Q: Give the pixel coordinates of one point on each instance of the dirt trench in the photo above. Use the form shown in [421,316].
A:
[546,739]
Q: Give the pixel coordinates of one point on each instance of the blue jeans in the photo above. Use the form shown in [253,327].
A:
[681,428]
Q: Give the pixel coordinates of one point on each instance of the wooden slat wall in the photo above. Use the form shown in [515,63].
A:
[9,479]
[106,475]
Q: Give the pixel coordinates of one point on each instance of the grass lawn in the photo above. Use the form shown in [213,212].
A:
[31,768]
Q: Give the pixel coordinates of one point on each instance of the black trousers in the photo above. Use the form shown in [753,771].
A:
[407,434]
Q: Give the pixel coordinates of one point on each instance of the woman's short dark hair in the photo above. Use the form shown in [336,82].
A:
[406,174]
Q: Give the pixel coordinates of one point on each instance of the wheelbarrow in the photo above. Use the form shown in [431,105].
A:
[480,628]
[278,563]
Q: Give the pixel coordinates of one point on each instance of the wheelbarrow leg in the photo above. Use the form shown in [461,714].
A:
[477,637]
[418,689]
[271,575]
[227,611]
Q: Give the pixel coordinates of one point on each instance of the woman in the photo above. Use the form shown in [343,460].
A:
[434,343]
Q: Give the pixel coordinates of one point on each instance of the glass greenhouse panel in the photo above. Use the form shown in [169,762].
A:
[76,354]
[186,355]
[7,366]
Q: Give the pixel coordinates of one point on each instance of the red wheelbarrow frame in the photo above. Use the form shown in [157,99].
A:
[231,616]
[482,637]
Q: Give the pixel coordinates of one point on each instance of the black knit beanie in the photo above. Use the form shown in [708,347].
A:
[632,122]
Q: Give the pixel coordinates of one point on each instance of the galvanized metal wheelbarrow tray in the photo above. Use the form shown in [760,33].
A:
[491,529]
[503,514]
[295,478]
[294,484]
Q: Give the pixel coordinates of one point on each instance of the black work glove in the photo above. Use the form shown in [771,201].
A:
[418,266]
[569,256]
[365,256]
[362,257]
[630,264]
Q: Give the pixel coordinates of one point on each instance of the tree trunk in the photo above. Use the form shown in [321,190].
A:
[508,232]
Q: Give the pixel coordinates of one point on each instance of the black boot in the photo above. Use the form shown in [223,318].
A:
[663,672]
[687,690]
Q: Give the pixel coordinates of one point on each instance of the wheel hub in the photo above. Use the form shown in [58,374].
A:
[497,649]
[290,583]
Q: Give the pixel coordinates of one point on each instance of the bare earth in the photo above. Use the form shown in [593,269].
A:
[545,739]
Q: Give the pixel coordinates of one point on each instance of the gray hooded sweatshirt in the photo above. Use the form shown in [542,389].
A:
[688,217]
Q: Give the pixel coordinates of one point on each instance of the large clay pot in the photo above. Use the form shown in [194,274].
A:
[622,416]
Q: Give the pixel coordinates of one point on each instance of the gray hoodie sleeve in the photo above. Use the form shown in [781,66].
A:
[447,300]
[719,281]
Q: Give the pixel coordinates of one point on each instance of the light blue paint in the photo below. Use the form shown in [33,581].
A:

────────────────────

ABOUT THIS EXERCISE. Sift the data above for lines with "woman", then copy each one.

RESULT FOR THIS EXERCISE.
Q: Give the pixel coordinates of one point on each instance of the woman's short dark hair in the photo above. Use the form shown in [336,82].
Q: Give the pixel coordinates of one point on each instance of the woman in the photo above. Use the form shown in [343,460].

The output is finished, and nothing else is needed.